Natural language region descriptions:
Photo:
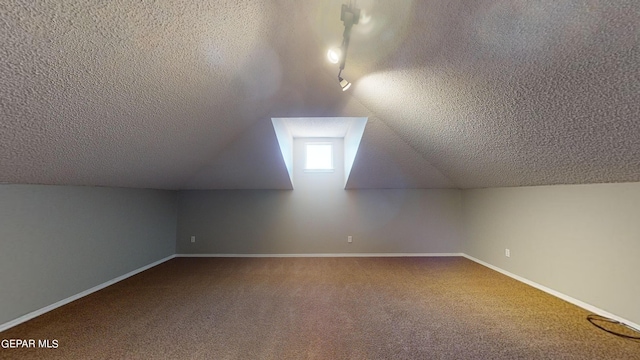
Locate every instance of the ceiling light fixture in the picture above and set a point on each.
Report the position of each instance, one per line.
(350, 15)
(344, 84)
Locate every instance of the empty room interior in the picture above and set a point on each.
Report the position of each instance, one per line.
(315, 179)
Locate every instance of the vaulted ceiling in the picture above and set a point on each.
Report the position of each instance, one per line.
(180, 94)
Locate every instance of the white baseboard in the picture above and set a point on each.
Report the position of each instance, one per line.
(325, 255)
(557, 294)
(62, 302)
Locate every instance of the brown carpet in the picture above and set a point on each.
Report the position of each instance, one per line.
(319, 308)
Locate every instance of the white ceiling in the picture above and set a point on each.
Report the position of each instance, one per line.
(179, 94)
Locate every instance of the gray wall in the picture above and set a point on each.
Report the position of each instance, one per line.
(57, 241)
(317, 216)
(580, 240)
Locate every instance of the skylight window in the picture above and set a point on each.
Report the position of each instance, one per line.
(319, 156)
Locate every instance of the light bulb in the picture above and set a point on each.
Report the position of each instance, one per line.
(334, 55)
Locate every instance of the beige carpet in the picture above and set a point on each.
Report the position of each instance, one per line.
(319, 308)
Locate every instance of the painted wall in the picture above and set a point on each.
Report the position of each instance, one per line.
(317, 216)
(57, 241)
(580, 240)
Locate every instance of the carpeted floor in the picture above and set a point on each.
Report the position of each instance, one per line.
(319, 308)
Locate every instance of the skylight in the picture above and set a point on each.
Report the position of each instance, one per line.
(319, 156)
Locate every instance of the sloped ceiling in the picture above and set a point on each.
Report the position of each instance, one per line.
(179, 94)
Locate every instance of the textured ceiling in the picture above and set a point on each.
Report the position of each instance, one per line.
(459, 94)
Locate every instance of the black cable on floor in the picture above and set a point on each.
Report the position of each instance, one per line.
(592, 318)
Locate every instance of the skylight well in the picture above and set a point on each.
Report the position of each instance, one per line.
(319, 154)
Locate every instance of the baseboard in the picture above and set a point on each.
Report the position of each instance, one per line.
(62, 302)
(555, 293)
(325, 255)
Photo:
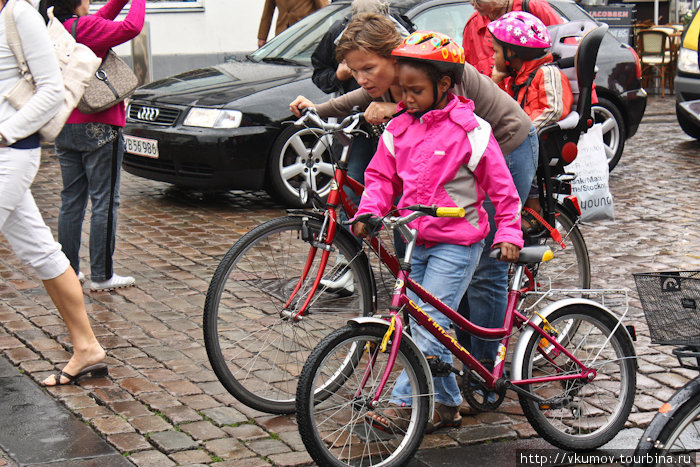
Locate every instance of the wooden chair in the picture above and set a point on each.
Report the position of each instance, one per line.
(656, 55)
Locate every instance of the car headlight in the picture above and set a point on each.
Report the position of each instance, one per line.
(213, 118)
(688, 61)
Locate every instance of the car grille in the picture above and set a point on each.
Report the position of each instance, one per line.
(152, 114)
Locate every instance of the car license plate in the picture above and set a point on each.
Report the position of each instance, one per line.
(141, 146)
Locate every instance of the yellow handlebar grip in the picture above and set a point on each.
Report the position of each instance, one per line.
(547, 255)
(450, 212)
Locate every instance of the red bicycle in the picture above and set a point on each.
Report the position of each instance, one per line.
(576, 389)
(290, 281)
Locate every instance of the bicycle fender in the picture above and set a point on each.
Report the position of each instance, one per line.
(658, 423)
(524, 338)
(363, 320)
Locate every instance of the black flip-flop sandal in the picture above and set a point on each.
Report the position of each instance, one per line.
(95, 371)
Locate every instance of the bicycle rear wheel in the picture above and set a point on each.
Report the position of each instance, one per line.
(678, 438)
(255, 348)
(332, 411)
(579, 415)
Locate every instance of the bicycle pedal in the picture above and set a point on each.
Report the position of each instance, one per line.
(556, 403)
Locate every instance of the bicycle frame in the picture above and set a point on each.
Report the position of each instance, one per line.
(401, 302)
(337, 197)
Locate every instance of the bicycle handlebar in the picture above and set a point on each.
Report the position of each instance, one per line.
(418, 211)
(348, 124)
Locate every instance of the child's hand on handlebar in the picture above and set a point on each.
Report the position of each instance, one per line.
(360, 230)
(299, 104)
(509, 252)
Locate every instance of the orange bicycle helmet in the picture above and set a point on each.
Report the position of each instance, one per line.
(436, 48)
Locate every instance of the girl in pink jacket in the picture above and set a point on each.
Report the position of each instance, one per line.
(439, 153)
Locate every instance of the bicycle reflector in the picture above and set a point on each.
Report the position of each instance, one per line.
(449, 212)
(569, 152)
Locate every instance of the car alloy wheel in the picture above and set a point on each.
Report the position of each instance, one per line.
(300, 155)
(607, 114)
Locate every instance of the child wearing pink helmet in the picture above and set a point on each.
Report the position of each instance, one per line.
(524, 69)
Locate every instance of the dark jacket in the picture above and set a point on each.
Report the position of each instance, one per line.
(325, 64)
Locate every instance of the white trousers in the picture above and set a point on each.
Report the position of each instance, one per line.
(20, 220)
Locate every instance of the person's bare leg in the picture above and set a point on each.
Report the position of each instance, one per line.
(67, 295)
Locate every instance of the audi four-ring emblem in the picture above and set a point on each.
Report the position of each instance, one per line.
(148, 114)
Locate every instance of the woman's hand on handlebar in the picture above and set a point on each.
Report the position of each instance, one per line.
(299, 104)
(379, 112)
(509, 252)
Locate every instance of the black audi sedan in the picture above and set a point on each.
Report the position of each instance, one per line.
(222, 127)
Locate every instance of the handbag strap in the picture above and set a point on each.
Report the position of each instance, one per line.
(13, 39)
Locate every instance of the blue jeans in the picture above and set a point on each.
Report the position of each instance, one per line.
(91, 156)
(443, 271)
(487, 297)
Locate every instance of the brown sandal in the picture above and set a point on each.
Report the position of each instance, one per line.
(444, 416)
(393, 420)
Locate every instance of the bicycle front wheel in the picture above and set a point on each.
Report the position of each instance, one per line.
(254, 345)
(335, 391)
(577, 414)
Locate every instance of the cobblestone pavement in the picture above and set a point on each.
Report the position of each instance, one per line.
(162, 405)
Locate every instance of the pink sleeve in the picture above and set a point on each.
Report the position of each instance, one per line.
(494, 178)
(101, 34)
(111, 9)
(382, 183)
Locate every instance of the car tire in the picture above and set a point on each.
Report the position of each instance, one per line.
(299, 154)
(614, 132)
(687, 124)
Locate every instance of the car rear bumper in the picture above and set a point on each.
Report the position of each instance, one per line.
(202, 158)
(686, 88)
(635, 101)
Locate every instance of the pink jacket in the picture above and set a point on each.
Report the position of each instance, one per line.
(448, 158)
(100, 32)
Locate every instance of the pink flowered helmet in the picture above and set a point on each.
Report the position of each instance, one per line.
(523, 33)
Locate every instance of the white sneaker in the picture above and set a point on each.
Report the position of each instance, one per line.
(341, 281)
(115, 282)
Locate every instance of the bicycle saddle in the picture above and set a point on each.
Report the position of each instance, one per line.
(529, 254)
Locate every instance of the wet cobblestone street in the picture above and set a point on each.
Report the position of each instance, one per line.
(162, 405)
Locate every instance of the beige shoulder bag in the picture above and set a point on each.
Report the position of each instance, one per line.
(77, 63)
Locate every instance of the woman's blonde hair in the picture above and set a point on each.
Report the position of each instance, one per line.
(369, 32)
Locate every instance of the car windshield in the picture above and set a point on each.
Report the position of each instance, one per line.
(296, 44)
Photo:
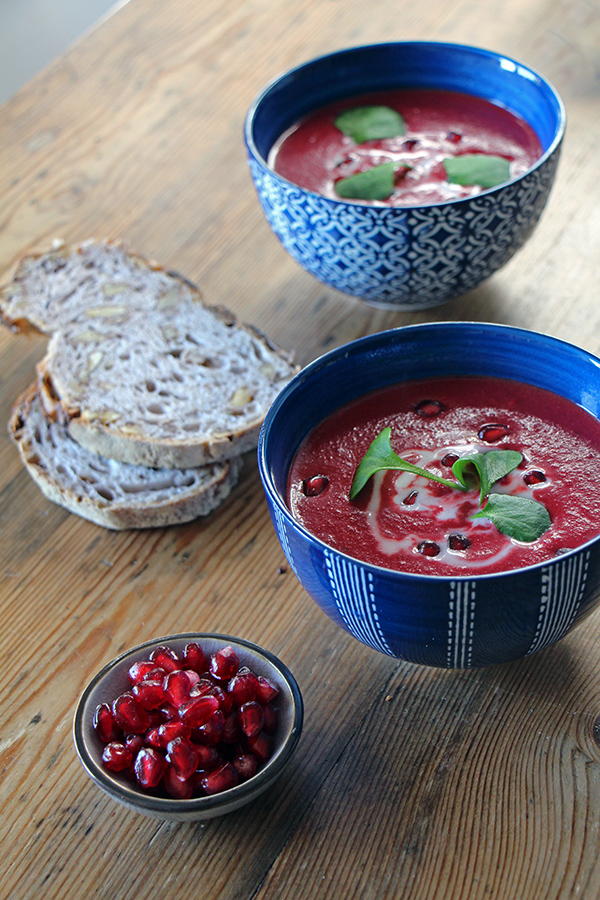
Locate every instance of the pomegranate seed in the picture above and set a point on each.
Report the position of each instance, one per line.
(177, 687)
(179, 788)
(251, 718)
(260, 744)
(197, 711)
(428, 548)
(492, 433)
(243, 687)
(105, 724)
(151, 694)
(267, 690)
(149, 767)
(183, 756)
(220, 780)
(195, 658)
(129, 714)
(458, 542)
(117, 756)
(246, 765)
(166, 658)
(534, 477)
(224, 664)
(312, 487)
(429, 408)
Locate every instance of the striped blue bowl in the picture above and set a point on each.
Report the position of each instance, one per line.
(449, 622)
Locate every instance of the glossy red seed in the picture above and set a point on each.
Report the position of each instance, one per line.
(195, 658)
(149, 767)
(166, 658)
(183, 756)
(151, 694)
(224, 664)
(197, 711)
(129, 714)
(221, 779)
(267, 690)
(117, 756)
(492, 433)
(251, 718)
(246, 765)
(105, 724)
(179, 788)
(312, 487)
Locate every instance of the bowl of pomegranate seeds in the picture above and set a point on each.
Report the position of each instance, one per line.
(189, 726)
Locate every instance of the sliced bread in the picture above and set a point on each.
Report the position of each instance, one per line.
(110, 493)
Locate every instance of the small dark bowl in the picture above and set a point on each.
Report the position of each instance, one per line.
(448, 622)
(112, 680)
(410, 257)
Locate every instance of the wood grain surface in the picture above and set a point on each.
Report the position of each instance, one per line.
(408, 782)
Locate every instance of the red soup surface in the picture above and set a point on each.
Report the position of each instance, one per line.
(315, 154)
(407, 522)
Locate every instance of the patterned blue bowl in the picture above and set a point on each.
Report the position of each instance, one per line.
(405, 257)
(458, 622)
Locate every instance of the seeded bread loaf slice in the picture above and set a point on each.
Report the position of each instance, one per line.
(91, 281)
(112, 494)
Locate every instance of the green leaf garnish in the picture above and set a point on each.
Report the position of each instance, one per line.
(374, 184)
(380, 457)
(518, 517)
(368, 123)
(477, 168)
(490, 467)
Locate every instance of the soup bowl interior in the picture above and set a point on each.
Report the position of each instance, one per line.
(456, 622)
(404, 257)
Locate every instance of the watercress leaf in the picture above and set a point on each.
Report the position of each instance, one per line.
(368, 123)
(477, 168)
(374, 184)
(380, 457)
(518, 517)
(490, 467)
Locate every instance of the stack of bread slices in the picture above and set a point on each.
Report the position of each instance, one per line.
(146, 398)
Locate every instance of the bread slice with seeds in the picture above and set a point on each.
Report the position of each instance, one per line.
(109, 493)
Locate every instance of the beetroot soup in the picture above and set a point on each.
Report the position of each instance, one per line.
(443, 145)
(402, 520)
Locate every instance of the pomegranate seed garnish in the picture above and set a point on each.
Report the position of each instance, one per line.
(267, 690)
(429, 408)
(166, 658)
(105, 724)
(251, 717)
(220, 780)
(195, 658)
(458, 542)
(312, 487)
(183, 756)
(117, 756)
(179, 788)
(197, 711)
(149, 767)
(246, 765)
(224, 664)
(492, 433)
(534, 477)
(129, 714)
(428, 548)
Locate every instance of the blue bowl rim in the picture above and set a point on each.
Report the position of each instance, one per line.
(327, 359)
(481, 51)
(132, 796)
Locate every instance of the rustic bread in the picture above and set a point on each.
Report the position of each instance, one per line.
(109, 493)
(145, 372)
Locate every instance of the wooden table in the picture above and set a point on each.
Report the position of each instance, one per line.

▶ Action item
All pictures are to be skipped; the lines from the first line of the records through the line containing "Locate every instance of the white baseboard" are to be repeated exactly, both ends included.

▶ Your response
Photo:
Locate every instance of the ceiling light fixture in the picture above and set a point on each.
Report the position of each instance, one per line.
(350, 15)
(344, 84)
Locate every instance of the empty room interior in the picture above and set a point on each.
Report the position of each instance, one per line.
(315, 179)
Locate every instance of the vaulted ceiling in the picture above and set a point on each.
Report the position of each instance, one per line.
(180, 94)
Locate every instance of the white baseboard in the picture above and set a point on each.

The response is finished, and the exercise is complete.